§ PROMPT
Copy all lines below that use the word "would".

[Segmentation mask data]
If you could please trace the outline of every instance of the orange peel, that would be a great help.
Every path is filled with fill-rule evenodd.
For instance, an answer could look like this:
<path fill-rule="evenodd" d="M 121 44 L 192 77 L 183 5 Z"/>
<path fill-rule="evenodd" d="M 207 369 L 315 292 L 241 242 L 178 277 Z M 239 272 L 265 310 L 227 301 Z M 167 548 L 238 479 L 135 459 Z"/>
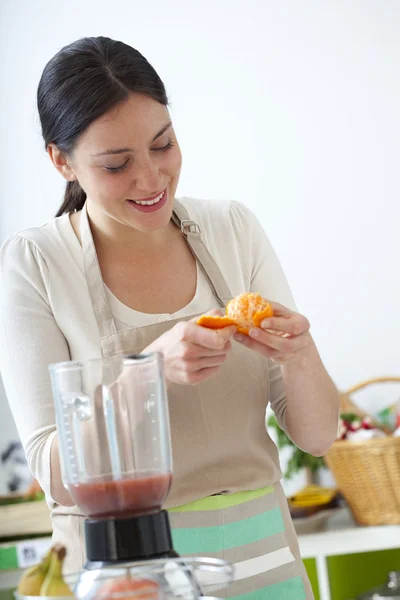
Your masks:
<path fill-rule="evenodd" d="M 248 292 L 228 302 L 225 316 L 202 315 L 197 324 L 209 329 L 223 329 L 235 325 L 239 333 L 248 335 L 252 327 L 260 327 L 262 321 L 273 314 L 272 306 L 261 294 Z"/>
<path fill-rule="evenodd" d="M 232 321 L 229 317 L 217 317 L 212 315 L 202 315 L 197 320 L 197 325 L 201 325 L 202 327 L 207 327 L 208 329 L 224 329 L 224 327 L 229 327 L 230 325 L 235 325 L 235 322 Z"/>

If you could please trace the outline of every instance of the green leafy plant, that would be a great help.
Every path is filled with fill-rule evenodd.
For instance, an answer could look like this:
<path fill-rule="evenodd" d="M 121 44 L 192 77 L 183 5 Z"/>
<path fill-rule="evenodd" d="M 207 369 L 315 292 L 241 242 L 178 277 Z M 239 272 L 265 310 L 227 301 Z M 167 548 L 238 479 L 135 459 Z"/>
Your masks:
<path fill-rule="evenodd" d="M 267 423 L 269 427 L 276 431 L 278 449 L 281 450 L 285 447 L 293 449 L 292 456 L 290 457 L 286 471 L 283 474 L 286 479 L 290 479 L 302 469 L 308 469 L 311 474 L 315 474 L 319 469 L 325 467 L 322 456 L 312 456 L 307 452 L 303 452 L 303 450 L 300 450 L 300 448 L 292 442 L 286 433 L 279 427 L 278 421 L 274 415 L 271 415 L 268 418 Z"/>
<path fill-rule="evenodd" d="M 8 504 L 26 504 L 27 502 L 40 502 L 45 499 L 43 492 L 36 492 L 32 496 L 0 496 L 0 506 Z"/>

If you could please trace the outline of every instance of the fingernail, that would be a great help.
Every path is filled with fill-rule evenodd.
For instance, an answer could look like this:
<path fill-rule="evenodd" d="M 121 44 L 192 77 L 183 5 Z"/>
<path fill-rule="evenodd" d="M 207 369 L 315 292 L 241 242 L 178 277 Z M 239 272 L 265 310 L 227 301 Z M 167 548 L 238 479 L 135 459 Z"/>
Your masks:
<path fill-rule="evenodd" d="M 268 329 L 268 327 L 271 326 L 271 321 L 269 319 L 264 319 L 264 321 L 261 323 L 261 327 L 263 329 Z"/>
<path fill-rule="evenodd" d="M 250 335 L 251 337 L 253 337 L 253 338 L 258 338 L 258 337 L 260 337 L 260 335 L 261 335 L 261 331 L 260 331 L 259 329 L 256 329 L 256 328 L 254 328 L 254 329 L 250 329 L 250 331 L 249 331 L 249 335 Z"/>
<path fill-rule="evenodd" d="M 242 335 L 241 333 L 235 333 L 233 337 L 237 342 L 243 342 L 244 340 L 244 335 Z"/>

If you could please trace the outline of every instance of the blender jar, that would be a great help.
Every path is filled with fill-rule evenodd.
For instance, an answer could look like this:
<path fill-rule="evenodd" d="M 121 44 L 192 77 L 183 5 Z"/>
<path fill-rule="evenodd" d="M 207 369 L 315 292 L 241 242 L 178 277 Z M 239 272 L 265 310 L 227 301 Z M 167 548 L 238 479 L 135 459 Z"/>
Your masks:
<path fill-rule="evenodd" d="M 90 518 L 157 512 L 172 479 L 162 355 L 50 366 L 64 485 Z"/>
<path fill-rule="evenodd" d="M 128 595 L 143 588 L 154 600 L 216 600 L 226 597 L 234 568 L 217 558 L 156 559 L 130 565 L 107 566 L 80 574 L 74 586 L 77 600 L 113 600 L 111 593 Z M 153 596 L 154 594 L 154 596 Z M 158 596 L 157 596 L 158 594 Z M 135 597 L 135 596 L 133 596 Z"/>

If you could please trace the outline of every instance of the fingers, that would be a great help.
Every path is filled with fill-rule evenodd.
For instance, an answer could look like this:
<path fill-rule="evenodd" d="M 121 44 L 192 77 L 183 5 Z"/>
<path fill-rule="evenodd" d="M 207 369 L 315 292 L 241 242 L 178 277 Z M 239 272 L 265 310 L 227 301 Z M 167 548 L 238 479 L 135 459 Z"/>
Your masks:
<path fill-rule="evenodd" d="M 160 336 L 147 351 L 161 352 L 168 384 L 194 385 L 216 375 L 231 350 L 236 327 L 207 329 L 182 321 Z"/>
<path fill-rule="evenodd" d="M 207 379 L 211 379 L 211 377 L 215 377 L 218 374 L 220 367 L 211 367 L 210 369 L 201 369 L 201 371 L 196 371 L 190 375 L 187 383 L 191 385 L 196 385 L 201 383 L 202 381 L 206 381 Z"/>
<path fill-rule="evenodd" d="M 196 384 L 216 375 L 225 362 L 226 354 L 207 356 L 193 361 L 182 361 L 176 367 L 174 381 L 176 383 Z"/>
<path fill-rule="evenodd" d="M 218 330 L 207 329 L 192 321 L 178 323 L 176 327 L 179 328 L 179 335 L 183 342 L 190 342 L 209 350 L 222 350 L 236 331 L 233 326 Z"/>
<path fill-rule="evenodd" d="M 247 335 L 243 335 L 242 333 L 236 334 L 235 340 L 243 346 L 246 346 L 246 348 L 254 350 L 262 356 L 266 356 L 268 358 L 274 358 L 279 354 L 278 350 L 270 348 L 269 346 L 266 346 L 265 344 L 262 344 L 261 342 L 258 342 L 257 340 L 254 340 Z"/>
<path fill-rule="evenodd" d="M 211 367 L 219 367 L 226 361 L 226 354 L 219 354 L 218 356 L 204 356 L 193 360 L 188 363 L 189 371 L 201 371 L 203 369 L 209 369 Z"/>
<path fill-rule="evenodd" d="M 291 336 L 298 336 L 310 329 L 310 323 L 303 315 L 291 313 L 286 317 L 277 316 L 264 319 L 261 323 L 261 329 L 272 331 L 275 334 L 282 332 Z"/>
<path fill-rule="evenodd" d="M 213 356 L 221 356 L 229 352 L 232 348 L 232 343 L 228 340 L 222 348 L 217 350 L 210 350 L 204 346 L 198 344 L 192 344 L 190 342 L 182 344 L 178 356 L 187 361 L 197 360 L 198 358 L 208 358 Z"/>
<path fill-rule="evenodd" d="M 261 329 L 251 329 L 250 336 L 235 335 L 235 340 L 246 348 L 258 352 L 261 356 L 282 364 L 300 356 L 299 352 L 310 344 L 311 336 L 306 332 L 301 336 L 288 339 L 264 332 Z"/>
<path fill-rule="evenodd" d="M 290 317 L 290 315 L 296 314 L 290 308 L 283 306 L 283 304 L 279 304 L 279 302 L 271 302 L 268 300 L 270 305 L 272 306 L 272 310 L 274 311 L 274 315 L 278 317 Z"/>
<path fill-rule="evenodd" d="M 224 313 L 219 308 L 212 308 L 207 315 L 211 315 L 212 317 L 223 317 Z"/>
<path fill-rule="evenodd" d="M 203 346 L 195 346 L 194 344 L 193 346 L 196 349 L 197 356 L 199 358 L 203 358 L 207 356 L 220 356 L 221 354 L 227 354 L 232 348 L 232 342 L 228 340 L 220 350 L 209 350 L 208 348 L 204 348 Z"/>
<path fill-rule="evenodd" d="M 290 354 L 305 348 L 309 343 L 310 334 L 306 331 L 300 335 L 282 337 L 257 328 L 250 329 L 249 337 L 281 354 Z"/>
<path fill-rule="evenodd" d="M 239 339 L 237 339 L 237 337 Z M 273 335 L 273 337 L 277 336 Z M 296 356 L 296 351 L 291 350 L 290 352 L 283 353 L 282 351 L 277 350 L 276 348 L 266 346 L 264 343 L 258 342 L 257 340 L 254 340 L 246 335 L 239 334 L 238 336 L 235 336 L 235 339 L 237 339 L 237 341 L 243 346 L 246 346 L 246 348 L 249 348 L 249 350 L 254 350 L 255 352 L 258 352 L 258 354 L 261 354 L 261 356 L 270 358 L 274 362 L 279 364 L 288 362 Z"/>

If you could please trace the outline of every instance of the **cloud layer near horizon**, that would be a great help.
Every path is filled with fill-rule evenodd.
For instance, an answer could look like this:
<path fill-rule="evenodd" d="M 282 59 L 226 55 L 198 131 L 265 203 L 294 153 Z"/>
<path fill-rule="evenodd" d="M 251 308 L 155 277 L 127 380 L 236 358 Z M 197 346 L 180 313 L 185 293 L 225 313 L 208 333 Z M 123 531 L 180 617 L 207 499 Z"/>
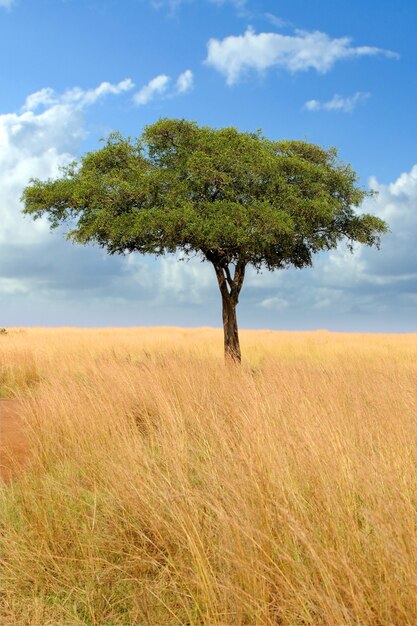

§ ANSWER TO THIS PROBLEM
If you could please trace the outline of every instance of the orange peel, that would be a great help.
If you could please trace the outline of every instance of the green leafy plant, that would be a great help.
If you could please trace the outline of every instance of the fingernail, that would be a great help.
If you could please trace the outline of every instance of the blender jar, that would be a great help.
If you could please trace the outline of every instance of the fingers, that would be a great help.
If you could please trace the outline of every instance of the **cloud layer near horizon**, that would be a great help.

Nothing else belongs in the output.